▶ **What you will do**
Which lines in the records below hold the word "white"? Copy each of them.

▶ **Dataset**
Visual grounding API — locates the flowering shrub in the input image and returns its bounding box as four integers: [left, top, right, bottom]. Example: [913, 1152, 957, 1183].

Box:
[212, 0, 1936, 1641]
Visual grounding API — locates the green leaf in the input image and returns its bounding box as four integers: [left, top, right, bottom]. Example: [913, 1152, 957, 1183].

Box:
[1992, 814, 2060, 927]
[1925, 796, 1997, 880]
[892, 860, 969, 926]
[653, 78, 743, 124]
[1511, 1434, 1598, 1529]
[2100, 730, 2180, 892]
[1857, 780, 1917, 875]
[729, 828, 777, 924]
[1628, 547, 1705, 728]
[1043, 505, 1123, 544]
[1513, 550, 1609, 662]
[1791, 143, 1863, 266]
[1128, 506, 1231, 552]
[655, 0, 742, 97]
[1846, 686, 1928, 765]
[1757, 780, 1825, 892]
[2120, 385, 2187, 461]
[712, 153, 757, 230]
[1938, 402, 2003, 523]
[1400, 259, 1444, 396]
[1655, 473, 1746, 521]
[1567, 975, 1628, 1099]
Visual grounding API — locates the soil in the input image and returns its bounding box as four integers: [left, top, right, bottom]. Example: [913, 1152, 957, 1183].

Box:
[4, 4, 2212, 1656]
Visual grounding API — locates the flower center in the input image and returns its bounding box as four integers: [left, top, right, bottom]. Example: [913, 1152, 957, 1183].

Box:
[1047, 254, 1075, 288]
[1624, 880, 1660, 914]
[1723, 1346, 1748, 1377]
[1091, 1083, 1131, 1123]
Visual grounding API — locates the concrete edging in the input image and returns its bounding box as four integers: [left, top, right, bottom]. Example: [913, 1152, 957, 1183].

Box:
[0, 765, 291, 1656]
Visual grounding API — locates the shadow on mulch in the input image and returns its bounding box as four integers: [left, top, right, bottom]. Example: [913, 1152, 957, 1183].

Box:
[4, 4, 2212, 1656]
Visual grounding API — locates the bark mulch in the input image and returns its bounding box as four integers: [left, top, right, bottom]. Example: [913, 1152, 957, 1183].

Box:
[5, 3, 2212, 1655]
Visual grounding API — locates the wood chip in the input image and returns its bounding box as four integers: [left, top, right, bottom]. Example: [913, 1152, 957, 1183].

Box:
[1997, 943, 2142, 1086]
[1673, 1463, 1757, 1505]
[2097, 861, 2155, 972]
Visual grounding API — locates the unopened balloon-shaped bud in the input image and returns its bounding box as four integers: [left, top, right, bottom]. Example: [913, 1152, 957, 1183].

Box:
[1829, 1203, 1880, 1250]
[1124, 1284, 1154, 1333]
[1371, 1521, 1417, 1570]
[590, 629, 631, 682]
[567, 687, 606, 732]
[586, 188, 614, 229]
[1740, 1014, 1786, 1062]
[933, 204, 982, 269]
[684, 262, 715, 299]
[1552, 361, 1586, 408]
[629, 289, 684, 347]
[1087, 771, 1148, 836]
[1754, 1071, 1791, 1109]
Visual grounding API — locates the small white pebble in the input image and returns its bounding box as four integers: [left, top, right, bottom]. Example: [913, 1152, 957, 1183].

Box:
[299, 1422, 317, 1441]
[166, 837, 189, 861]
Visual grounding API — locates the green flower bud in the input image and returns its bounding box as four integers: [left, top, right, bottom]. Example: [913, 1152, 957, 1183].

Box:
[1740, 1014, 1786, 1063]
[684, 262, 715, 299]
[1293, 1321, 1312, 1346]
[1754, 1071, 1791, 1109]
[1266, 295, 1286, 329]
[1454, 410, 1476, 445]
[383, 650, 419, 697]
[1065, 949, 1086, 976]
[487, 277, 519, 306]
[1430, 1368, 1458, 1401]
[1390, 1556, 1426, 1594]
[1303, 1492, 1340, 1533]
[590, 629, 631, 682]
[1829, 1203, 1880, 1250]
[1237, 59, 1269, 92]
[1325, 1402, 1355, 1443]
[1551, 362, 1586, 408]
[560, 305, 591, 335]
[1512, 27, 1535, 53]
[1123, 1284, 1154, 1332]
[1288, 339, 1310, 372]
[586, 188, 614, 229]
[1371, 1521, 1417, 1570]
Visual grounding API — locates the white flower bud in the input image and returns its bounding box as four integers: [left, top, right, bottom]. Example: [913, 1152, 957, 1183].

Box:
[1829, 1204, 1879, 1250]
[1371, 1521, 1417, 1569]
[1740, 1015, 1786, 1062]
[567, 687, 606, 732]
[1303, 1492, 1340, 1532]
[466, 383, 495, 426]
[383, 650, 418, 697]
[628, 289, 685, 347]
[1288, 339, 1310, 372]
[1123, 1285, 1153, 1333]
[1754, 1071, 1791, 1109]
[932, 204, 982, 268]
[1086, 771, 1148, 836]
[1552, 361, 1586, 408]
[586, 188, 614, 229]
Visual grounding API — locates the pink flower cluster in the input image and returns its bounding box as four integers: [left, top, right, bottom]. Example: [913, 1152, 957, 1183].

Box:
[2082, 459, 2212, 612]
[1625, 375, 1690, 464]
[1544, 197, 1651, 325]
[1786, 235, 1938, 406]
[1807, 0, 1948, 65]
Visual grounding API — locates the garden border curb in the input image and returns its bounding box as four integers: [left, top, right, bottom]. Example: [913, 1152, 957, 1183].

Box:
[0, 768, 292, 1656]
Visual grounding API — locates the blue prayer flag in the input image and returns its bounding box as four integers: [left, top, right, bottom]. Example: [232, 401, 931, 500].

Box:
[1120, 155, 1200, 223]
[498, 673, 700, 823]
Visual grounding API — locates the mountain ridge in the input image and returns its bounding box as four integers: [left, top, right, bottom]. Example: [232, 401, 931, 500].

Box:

▶ **Solution to this problem**
Visual grounding API — locates the small white pebble in the input image and returns its bounding box as four integers: [left, top, right, bottom]. Example: [913, 1152, 957, 1183].
Visual grounding API — locates the white flower bud in the input image and returns its bounding box as four integers: [left, top, right, bottom]. Example: [913, 1152, 957, 1183].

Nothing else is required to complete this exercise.